◆ What the task requires
From the data that follows, print exactly the lines starting at the one containing "Target: decorative ironwork" and ending at the one containing "Target: window with iron grille"; include both of them and nothing more.

◆ Given data
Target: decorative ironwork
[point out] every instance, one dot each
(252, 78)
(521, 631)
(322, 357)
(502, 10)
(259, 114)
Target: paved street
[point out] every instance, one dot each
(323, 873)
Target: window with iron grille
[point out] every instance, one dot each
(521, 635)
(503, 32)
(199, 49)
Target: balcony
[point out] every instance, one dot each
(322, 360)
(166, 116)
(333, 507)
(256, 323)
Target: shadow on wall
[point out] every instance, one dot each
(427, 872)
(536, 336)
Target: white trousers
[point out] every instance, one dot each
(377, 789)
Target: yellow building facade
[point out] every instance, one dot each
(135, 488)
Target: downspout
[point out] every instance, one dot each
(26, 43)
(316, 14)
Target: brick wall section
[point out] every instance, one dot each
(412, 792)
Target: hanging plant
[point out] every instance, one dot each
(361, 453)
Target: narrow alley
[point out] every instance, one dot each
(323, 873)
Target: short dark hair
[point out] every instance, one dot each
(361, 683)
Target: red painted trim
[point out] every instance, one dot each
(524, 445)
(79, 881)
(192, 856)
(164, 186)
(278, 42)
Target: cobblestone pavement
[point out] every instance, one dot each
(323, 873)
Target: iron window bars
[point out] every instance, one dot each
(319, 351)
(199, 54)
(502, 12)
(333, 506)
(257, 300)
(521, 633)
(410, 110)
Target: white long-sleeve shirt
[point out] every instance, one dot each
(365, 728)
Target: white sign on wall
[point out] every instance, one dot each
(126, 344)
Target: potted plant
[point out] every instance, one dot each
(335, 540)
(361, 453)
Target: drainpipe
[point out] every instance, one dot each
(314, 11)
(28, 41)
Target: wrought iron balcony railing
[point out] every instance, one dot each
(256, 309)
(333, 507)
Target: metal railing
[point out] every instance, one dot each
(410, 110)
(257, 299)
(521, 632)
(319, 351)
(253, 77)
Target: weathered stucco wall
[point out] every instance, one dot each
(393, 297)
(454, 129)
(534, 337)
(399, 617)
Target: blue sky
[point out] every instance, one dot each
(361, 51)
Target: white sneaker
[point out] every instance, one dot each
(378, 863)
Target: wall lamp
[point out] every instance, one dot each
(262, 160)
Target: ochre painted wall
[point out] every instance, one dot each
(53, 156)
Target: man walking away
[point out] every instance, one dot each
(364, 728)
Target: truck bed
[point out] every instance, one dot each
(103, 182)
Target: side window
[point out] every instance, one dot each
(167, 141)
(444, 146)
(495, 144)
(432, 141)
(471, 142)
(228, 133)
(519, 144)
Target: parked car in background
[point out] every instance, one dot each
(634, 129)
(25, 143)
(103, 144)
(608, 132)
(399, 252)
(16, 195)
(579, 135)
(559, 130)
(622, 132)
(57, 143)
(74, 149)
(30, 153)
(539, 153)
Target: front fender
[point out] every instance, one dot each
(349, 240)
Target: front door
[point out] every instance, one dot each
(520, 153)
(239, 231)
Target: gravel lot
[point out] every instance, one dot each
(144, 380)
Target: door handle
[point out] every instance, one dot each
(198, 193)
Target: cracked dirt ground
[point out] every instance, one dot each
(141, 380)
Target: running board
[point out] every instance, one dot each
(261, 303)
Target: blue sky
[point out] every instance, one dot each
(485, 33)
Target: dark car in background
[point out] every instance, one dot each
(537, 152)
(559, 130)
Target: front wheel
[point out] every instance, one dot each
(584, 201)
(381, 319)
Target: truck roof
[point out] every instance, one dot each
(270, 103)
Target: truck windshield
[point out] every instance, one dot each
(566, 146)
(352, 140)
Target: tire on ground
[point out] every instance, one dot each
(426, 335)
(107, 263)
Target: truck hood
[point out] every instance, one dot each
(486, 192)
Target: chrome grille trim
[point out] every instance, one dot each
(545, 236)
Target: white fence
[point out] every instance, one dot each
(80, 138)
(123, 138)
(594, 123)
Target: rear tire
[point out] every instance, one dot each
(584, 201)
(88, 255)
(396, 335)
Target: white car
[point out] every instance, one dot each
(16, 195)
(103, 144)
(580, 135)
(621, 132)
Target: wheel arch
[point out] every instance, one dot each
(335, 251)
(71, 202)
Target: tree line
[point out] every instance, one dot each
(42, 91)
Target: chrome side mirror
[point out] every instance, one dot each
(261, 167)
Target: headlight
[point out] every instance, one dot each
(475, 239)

==

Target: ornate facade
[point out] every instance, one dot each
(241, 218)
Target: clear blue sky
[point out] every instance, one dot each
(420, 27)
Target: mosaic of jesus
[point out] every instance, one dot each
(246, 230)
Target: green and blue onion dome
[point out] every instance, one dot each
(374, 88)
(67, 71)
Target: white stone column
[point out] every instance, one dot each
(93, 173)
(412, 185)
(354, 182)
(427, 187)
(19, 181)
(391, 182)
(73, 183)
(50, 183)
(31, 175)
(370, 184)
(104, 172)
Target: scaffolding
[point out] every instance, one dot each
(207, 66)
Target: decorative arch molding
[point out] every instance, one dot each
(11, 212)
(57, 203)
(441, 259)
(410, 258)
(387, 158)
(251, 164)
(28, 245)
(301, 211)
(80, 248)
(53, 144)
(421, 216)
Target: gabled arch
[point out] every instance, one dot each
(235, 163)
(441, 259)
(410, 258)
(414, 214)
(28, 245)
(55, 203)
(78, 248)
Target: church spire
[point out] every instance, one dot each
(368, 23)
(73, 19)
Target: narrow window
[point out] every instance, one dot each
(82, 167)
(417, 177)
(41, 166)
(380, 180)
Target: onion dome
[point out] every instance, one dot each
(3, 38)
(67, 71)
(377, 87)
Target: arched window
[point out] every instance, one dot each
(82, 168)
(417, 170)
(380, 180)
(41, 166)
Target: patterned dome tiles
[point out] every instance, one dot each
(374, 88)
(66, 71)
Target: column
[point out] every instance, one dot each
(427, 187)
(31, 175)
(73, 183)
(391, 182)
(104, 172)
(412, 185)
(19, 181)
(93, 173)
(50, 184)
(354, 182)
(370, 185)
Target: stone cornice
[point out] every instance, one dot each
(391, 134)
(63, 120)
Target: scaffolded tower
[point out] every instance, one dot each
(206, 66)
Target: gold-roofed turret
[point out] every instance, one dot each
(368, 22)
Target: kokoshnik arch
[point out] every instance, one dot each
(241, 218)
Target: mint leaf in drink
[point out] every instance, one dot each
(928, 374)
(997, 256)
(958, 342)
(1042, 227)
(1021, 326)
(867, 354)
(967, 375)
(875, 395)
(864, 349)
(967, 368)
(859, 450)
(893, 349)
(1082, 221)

==

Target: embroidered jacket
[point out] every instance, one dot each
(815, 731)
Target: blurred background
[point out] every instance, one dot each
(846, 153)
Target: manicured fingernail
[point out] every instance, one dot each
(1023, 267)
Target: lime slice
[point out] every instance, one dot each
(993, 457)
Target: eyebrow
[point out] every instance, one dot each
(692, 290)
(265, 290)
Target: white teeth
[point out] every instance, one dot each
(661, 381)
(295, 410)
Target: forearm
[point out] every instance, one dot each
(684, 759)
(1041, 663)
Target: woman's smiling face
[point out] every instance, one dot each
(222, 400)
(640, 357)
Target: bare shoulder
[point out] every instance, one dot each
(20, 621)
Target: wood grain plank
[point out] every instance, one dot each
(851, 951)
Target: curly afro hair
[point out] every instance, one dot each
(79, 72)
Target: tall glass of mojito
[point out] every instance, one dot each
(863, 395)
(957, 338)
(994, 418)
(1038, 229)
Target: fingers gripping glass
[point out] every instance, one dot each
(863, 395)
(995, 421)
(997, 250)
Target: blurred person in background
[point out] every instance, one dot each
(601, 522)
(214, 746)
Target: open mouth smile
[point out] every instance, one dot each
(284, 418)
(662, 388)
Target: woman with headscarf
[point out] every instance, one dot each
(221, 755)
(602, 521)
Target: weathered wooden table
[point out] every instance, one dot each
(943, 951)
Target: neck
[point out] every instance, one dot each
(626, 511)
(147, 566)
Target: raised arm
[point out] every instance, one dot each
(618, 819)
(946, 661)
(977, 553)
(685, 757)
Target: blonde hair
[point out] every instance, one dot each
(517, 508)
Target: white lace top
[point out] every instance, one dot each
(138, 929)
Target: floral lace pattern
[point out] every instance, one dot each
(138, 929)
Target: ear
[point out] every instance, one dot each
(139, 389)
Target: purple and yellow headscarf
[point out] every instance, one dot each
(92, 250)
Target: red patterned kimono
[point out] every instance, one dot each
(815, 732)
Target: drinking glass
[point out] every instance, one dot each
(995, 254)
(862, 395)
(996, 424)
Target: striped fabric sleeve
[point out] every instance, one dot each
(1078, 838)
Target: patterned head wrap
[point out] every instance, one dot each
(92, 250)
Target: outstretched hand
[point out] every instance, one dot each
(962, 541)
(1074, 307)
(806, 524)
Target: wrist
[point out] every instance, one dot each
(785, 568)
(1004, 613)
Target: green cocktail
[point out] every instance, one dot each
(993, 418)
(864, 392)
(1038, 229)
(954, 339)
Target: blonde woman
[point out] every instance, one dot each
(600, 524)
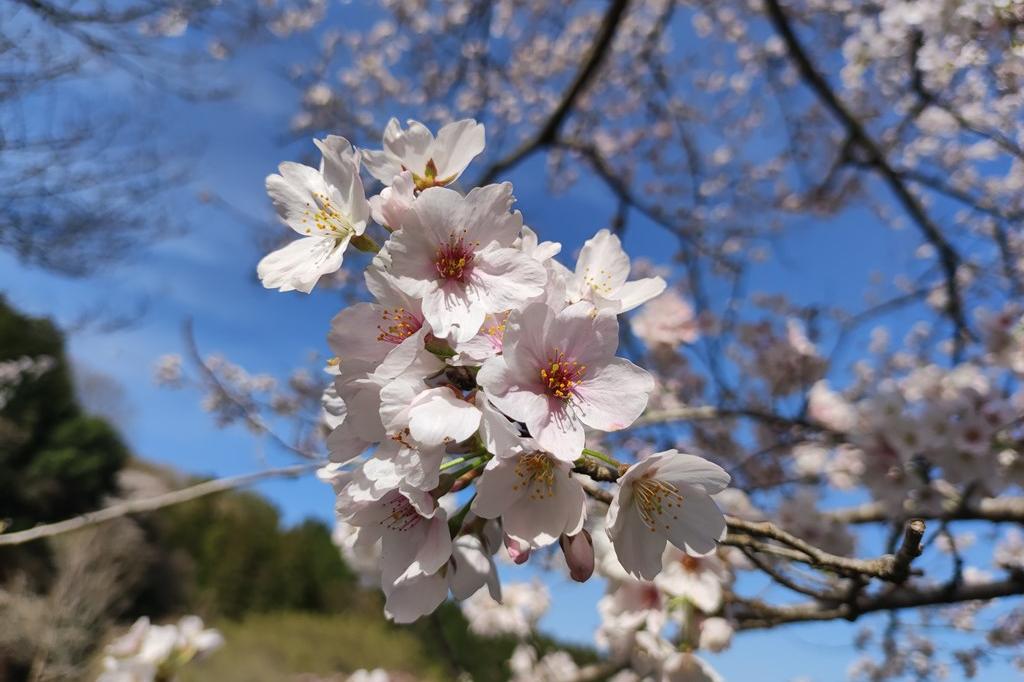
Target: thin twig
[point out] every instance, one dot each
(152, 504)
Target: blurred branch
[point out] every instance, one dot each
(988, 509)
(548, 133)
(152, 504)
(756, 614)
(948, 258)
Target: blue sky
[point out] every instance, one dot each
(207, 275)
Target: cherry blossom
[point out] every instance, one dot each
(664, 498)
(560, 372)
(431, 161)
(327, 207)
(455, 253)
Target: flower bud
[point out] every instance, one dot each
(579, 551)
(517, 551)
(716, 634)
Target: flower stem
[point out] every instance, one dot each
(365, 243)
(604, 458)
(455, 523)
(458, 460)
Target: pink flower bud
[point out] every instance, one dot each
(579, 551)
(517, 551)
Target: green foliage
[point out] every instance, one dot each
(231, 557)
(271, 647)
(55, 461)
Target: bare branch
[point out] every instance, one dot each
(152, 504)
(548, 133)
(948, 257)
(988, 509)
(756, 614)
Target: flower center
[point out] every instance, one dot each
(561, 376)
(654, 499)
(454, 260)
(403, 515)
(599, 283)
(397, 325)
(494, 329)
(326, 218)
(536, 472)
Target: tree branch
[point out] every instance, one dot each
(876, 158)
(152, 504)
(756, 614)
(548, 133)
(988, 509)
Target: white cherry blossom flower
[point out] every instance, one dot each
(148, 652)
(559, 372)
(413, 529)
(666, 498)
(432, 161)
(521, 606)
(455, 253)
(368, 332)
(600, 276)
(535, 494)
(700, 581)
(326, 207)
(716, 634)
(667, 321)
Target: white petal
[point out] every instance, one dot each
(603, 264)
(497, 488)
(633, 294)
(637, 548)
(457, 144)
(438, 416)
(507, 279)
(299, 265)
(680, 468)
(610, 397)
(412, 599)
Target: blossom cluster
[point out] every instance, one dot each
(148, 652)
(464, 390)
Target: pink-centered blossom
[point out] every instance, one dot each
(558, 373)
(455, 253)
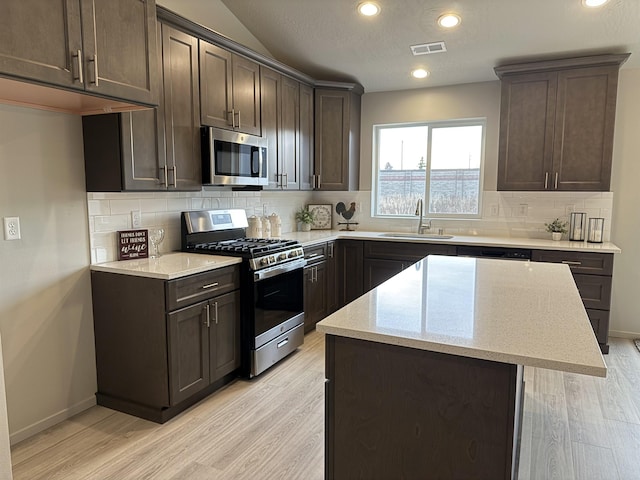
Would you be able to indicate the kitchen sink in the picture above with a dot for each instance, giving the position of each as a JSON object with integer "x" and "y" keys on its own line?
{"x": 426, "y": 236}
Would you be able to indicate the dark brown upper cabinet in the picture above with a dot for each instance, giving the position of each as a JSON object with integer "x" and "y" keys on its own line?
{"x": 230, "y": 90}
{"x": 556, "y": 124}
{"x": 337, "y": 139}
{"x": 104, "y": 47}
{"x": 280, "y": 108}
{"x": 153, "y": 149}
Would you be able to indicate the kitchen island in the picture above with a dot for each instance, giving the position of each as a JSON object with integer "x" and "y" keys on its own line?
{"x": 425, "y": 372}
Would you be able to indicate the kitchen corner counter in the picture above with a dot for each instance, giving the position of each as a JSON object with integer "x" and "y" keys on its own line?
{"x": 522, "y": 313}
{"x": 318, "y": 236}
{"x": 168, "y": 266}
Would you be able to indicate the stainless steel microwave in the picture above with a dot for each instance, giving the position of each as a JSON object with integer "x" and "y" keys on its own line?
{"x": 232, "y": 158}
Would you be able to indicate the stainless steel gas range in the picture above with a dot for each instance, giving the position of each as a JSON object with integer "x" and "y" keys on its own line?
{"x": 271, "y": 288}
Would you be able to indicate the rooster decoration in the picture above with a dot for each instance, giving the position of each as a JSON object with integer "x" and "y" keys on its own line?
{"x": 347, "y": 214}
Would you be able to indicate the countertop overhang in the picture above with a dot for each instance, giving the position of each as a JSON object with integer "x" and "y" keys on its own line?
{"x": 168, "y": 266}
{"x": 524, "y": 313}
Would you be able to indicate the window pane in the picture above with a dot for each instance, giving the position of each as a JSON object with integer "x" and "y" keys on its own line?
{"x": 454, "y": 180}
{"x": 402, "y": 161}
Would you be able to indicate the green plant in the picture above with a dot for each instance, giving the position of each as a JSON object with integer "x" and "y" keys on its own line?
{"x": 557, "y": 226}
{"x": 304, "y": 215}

◆ Output for this task
Target: decorative ironwork
[point out] every instance, one dot each
(252, 78)
(521, 631)
(322, 357)
(502, 10)
(259, 114)
Target: paved street
[point out] every instance, one dot each
(323, 873)
Target: window with iron grille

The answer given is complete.